**Artículo**
* * * * * * *

Por: Regois
En una esquina de las galerías del Centro Comercial Arenales, donde alternan los nostálgicos de los dibujos animados de los años 80 con los fanáticos de los grupos pop coreanos, y los amantes de los mangas con los fieles del culto de Star Wars, se encuentra el disonante y a la vez deliciosamente armónico establecimiento de Ivonne.
El mero
albur de una tarde ociosa me condujo hasta ella. Había salido de un almuerzo
mucho antes de lo esperado y la cita que concerté se retrasó, disponía de dos
horas muertas que serían insuficientes para cualquier tentativa de buscar
reposo en mi lejano hogar y me asaltaron unas ansias locas de ampliar mi
colección de ciertos cromos que llevaban la basura en el nombre y que tantas y
clandestinas veces deleitaron mi niñez. Sabía dónde encontrar tan singular
producto y, por ventura, estaba cerca del único centro comercial donde tenía la
certeza que las vendían.

* * * * * * *

**Ejercicio breve 1**
Vuelve a escribir sin cambios las filas desde la línea que contiene "in yellow hi-vis" hasta la línea que contiene "46;296;83;325", ambas incluidas.
El artículo y las filas proceden de fuentes distintas.

* * * * * * *

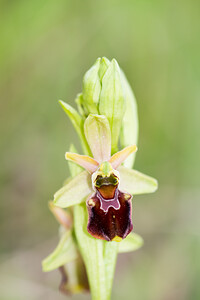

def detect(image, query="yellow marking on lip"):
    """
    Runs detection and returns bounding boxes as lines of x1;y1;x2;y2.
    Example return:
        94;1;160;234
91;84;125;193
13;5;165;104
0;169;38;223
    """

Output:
112;235;122;242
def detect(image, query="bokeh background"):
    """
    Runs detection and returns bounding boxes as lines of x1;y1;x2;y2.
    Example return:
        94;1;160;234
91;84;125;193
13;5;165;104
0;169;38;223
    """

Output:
0;0;200;300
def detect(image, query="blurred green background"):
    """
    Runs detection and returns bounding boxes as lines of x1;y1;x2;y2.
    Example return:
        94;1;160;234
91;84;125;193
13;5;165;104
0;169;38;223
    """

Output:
0;0;200;300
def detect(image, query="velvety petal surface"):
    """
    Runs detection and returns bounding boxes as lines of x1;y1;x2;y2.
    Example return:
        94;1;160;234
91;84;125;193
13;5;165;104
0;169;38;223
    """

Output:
87;191;133;241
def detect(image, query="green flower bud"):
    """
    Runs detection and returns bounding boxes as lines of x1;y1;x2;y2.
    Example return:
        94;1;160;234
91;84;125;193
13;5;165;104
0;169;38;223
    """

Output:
120;70;139;168
99;59;126;153
83;58;101;114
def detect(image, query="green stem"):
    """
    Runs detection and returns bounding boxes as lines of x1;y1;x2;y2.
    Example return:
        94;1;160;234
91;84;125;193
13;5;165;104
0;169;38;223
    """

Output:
71;127;118;300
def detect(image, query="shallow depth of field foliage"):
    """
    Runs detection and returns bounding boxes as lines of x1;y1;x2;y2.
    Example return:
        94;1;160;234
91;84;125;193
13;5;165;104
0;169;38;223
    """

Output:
0;0;200;300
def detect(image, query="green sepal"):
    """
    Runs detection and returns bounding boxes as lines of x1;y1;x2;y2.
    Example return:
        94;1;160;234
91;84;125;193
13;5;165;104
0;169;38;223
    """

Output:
84;114;111;162
42;230;78;272
99;59;125;154
54;171;90;208
118;166;158;195
120;70;139;169
59;100;90;153
118;232;144;253
99;57;110;84
75;93;89;119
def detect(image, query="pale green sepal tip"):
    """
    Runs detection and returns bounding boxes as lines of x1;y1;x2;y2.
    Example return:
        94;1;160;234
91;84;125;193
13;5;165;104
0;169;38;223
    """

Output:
58;100;82;132
84;114;111;162
68;144;83;178
99;57;110;82
120;69;139;169
99;59;125;153
118;166;158;195
100;161;112;176
54;171;92;208
42;231;78;272
118;232;144;253
83;58;101;114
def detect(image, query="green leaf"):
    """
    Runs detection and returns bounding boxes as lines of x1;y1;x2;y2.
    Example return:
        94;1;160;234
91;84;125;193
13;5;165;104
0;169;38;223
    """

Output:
84;114;111;163
99;59;125;153
120;70;139;169
118;166;158;195
54;171;93;208
118;232;144;253
42;231;78;272
59;100;91;154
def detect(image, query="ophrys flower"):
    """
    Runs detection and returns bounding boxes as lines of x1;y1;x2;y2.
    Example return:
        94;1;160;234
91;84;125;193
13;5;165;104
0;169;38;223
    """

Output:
54;114;157;241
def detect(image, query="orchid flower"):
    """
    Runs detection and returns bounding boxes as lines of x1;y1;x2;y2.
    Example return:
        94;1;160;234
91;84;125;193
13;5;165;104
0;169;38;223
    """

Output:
54;114;157;242
42;57;157;300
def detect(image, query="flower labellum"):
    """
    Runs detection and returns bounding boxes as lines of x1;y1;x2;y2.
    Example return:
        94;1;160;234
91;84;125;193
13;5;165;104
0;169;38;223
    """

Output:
65;115;137;241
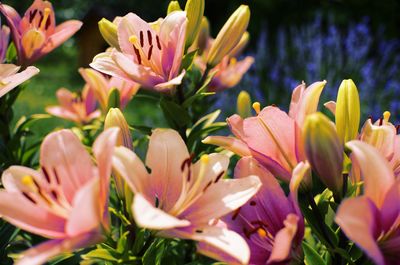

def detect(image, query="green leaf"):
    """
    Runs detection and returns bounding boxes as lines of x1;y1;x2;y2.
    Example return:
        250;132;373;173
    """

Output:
160;98;190;129
302;241;326;265
181;50;197;71
107;88;121;110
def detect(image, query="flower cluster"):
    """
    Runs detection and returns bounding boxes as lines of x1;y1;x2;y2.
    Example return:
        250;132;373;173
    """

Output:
0;0;400;265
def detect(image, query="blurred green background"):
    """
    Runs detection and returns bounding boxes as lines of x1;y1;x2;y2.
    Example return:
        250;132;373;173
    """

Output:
3;0;400;131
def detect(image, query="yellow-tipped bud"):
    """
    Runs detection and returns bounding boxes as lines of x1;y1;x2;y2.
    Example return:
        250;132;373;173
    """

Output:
303;112;344;198
99;18;120;50
104;108;133;150
197;17;210;55
229;31;250;57
185;0;204;47
383;111;390;122
207;5;250;67
336;79;360;144
253;102;261;114
237;91;251;119
167;1;182;14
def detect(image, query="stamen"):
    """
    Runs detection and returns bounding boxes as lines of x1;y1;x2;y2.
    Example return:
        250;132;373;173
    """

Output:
214;171;225;183
383;111;390;122
156;35;161;51
147;45;153;61
22;192;36;204
253;102;261;114
147;30;153;46
39;7;51;30
140;30;144;47
42;167;51;183
29;9;37;24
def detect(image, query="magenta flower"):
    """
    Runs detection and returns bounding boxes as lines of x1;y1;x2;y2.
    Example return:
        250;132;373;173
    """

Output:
0;0;82;65
219;157;304;265
0;64;39;98
90;11;187;92
79;68;140;111
46;85;101;124
0;129;118;265
335;140;400;265
203;81;326;182
0;26;10;63
113;129;261;264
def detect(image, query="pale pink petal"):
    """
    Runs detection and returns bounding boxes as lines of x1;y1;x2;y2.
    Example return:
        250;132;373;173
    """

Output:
40;130;94;203
93;127;119;225
146;129;190;211
267;214;299;264
132;193;190;230
189;226;250;264
346;140;395;208
65;178;103;237
41;20;82;54
180;176;261;224
324;101;336;115
202;136;251;156
15;232;102;265
113;146;149;193
0;190;65;238
0;66;39;97
335;197;385;265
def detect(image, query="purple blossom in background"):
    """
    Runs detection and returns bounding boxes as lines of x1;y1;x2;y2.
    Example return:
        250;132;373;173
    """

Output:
217;14;400;121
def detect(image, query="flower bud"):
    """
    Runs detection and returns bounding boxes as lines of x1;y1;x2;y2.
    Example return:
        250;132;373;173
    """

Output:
104;108;133;150
99;18;120;50
185;0;204;47
207;5;250;67
237;91;251;119
303;112;343;197
336;79;360;144
197;17;210;55
167;1;182;14
229;31;250;57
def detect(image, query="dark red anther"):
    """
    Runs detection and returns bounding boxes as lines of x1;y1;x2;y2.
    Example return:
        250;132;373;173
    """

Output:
214;171;225;183
147;30;153;46
139;31;144;47
147;45;153;61
156;35;161;51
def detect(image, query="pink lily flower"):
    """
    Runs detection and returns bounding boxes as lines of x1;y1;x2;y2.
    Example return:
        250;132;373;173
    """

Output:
90;11;187;92
335;140;400;265
46;85;101;124
113;129;261;264
0;0;82;65
359;111;400;176
0;64;39;98
0;129;118;265
79;68;140;111
222;157;304;265
0;26;10;63
203;81;326;182
195;56;254;92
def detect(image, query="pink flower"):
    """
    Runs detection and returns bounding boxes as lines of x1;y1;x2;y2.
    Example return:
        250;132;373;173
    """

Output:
90;11;187;92
0;0;82;65
79;68;140;111
223;157;304;265
113;129;261;263
0;129;118;265
0;26;10;63
203;81;326;182
0;64;39;98
335;140;400;265
46;85;101;124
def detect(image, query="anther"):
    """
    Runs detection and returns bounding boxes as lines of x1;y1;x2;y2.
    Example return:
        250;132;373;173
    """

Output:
253;102;261;114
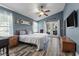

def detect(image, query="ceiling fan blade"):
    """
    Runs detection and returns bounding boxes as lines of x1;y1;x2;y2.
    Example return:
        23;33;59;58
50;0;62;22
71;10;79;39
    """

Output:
45;10;50;12
38;15;41;17
44;13;48;16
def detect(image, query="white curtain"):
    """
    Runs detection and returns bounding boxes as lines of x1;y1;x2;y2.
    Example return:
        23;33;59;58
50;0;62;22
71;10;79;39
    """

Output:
0;9;13;36
33;21;38;33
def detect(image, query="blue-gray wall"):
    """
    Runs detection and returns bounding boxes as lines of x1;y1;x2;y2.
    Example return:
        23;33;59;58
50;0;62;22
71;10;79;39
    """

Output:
38;11;63;36
13;13;33;33
63;3;79;53
0;6;33;34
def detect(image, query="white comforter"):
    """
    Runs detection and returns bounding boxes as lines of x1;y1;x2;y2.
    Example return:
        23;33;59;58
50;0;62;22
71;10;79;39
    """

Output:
19;33;49;50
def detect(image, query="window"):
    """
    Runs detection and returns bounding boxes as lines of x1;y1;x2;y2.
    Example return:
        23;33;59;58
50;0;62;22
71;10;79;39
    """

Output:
33;21;38;33
0;9;13;36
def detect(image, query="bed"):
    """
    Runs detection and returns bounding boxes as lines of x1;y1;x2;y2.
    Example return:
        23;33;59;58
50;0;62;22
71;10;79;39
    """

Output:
19;31;49;51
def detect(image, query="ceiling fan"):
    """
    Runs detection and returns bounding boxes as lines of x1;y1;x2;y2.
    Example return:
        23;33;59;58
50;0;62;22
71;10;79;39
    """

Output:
37;6;50;17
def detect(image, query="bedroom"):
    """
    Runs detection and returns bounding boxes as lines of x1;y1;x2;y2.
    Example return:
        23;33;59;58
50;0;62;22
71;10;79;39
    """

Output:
0;3;77;56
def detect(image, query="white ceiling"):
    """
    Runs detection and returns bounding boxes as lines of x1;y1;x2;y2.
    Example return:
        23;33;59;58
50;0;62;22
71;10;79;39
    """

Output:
1;3;65;21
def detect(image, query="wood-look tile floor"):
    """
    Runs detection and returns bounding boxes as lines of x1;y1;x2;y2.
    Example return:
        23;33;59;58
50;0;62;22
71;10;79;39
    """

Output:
0;37;74;56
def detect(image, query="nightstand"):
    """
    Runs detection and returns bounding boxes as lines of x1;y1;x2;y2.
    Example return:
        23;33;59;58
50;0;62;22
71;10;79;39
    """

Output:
9;35;18;47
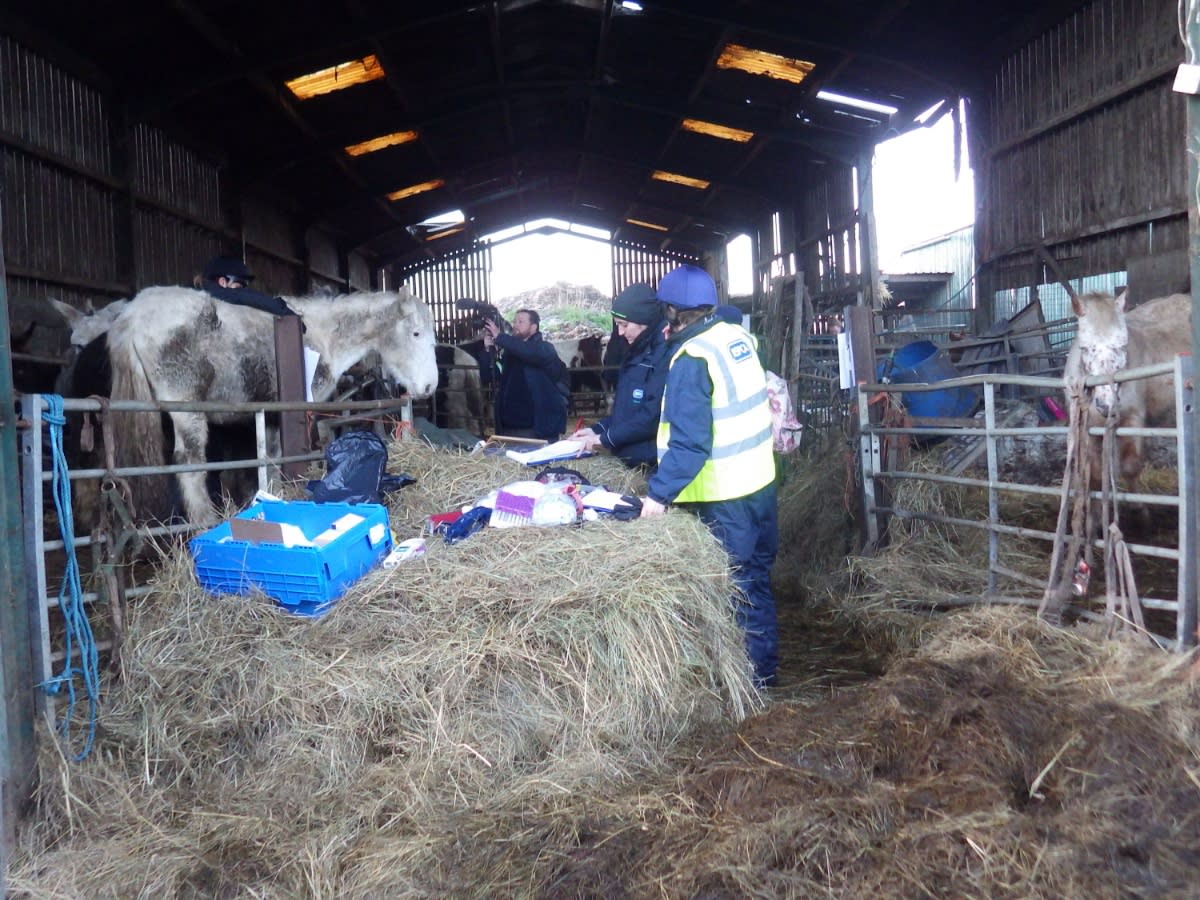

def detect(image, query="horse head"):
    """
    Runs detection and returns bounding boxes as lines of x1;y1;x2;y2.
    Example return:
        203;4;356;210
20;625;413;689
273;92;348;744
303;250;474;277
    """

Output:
47;296;130;352
376;289;438;398
1070;290;1129;416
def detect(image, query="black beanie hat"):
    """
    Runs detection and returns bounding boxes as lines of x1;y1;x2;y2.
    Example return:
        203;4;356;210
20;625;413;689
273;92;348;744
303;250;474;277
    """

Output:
612;283;662;325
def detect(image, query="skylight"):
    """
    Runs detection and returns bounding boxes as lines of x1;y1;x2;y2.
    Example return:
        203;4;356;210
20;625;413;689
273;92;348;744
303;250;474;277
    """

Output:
682;119;754;144
388;178;445;200
284;55;386;100
716;43;816;84
346;131;416;156
625;218;671;232
650;169;709;191
817;91;899;115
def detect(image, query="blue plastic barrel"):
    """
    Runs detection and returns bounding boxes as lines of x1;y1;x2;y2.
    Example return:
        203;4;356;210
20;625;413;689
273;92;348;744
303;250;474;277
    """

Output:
876;341;979;419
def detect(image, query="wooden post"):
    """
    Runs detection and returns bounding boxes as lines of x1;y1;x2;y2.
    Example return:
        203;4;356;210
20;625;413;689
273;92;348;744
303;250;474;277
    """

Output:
275;316;312;478
0;199;37;868
1187;8;1200;637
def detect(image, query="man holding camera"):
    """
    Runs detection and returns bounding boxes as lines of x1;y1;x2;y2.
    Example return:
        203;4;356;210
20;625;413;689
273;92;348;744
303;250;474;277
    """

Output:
479;310;570;440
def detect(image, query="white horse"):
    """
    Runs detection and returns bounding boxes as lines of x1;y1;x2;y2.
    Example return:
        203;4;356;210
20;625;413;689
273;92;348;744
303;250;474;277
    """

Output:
108;287;438;526
1063;292;1192;484
47;296;130;350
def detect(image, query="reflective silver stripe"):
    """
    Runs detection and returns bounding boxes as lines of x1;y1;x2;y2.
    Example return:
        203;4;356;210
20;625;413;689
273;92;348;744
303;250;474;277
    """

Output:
713;425;774;460
713;388;770;419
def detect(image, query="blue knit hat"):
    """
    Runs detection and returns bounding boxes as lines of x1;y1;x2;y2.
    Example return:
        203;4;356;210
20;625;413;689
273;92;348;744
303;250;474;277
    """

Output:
659;265;716;310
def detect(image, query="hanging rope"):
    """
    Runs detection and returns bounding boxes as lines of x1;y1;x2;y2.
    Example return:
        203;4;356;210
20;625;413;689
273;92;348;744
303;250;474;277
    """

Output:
42;394;100;762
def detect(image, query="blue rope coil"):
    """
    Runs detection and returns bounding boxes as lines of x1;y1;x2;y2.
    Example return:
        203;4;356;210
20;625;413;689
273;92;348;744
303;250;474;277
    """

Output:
42;394;100;762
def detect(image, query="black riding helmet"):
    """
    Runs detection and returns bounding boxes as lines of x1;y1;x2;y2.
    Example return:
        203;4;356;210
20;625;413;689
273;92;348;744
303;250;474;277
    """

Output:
204;257;254;284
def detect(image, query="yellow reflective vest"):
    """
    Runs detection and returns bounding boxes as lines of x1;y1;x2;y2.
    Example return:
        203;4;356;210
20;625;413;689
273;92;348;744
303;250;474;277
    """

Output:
658;322;775;503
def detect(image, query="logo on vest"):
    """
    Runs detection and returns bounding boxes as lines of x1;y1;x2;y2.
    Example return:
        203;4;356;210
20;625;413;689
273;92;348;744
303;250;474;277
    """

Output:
730;338;754;362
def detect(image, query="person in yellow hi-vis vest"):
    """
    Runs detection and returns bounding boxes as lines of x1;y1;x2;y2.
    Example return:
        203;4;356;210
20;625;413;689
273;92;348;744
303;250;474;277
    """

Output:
642;265;779;686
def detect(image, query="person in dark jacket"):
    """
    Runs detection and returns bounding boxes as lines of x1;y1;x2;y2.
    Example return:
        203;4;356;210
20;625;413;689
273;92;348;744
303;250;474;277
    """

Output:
197;257;298;316
479;310;570;440
641;265;779;686
571;283;671;468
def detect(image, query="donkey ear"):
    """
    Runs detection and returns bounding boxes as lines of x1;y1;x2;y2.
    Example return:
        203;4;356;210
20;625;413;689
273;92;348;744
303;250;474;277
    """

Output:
46;296;83;325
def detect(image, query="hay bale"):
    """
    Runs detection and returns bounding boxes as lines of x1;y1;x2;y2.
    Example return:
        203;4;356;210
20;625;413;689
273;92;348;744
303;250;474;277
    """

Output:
10;448;758;896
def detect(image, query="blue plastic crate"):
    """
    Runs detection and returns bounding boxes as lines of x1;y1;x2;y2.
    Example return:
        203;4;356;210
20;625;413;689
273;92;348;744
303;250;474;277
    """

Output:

* * * * * * *

**Ejercicio breve 2**
Reproduce literalmente el fragmento del artículo que va de "Por: Regois" a "establecimiento de Ivonne.".

**Respuesta completa 1**
def detect(image, query="person in yellow hi-vis vest"):
    """
    Runs detection and returns bounding boxes as lines of x1;y1;x2;y2.
    Example return:
        203;4;356;210
20;625;413;689
273;92;348;744
303;250;474;277
    """

Output:
642;265;779;686
def detect(image, query="person in dark jacket"):
    """
    Runs detection and returns bounding boxes as lines of x1;y1;x2;y2.
    Example return:
        203;4;356;210
20;625;413;689
273;92;348;744
303;250;474;277
    """

Output:
197;257;298;316
479;310;570;440
641;265;779;686
571;283;671;468
def detect(image, query="donkey ear"):
    """
    Runs detection and returns bounding boxes as lines of x1;y1;x2;y2.
    Example return:
        203;4;356;210
20;625;413;689
273;92;348;744
303;250;474;277
    """

Output:
46;296;83;325

**Respuesta completa 2**
Por: Regois
En una esquina de las galerías del Centro Comercial Arenales, donde alternan los nostálgicos de los dibujos animados de los años 80 con los fanáticos de los grupos pop coreanos, y los amantes de los mangas con los fieles del culto de Star Wars, se encuentra el disonante y a la vez deliciosamente armónico establecimiento de Ivonne.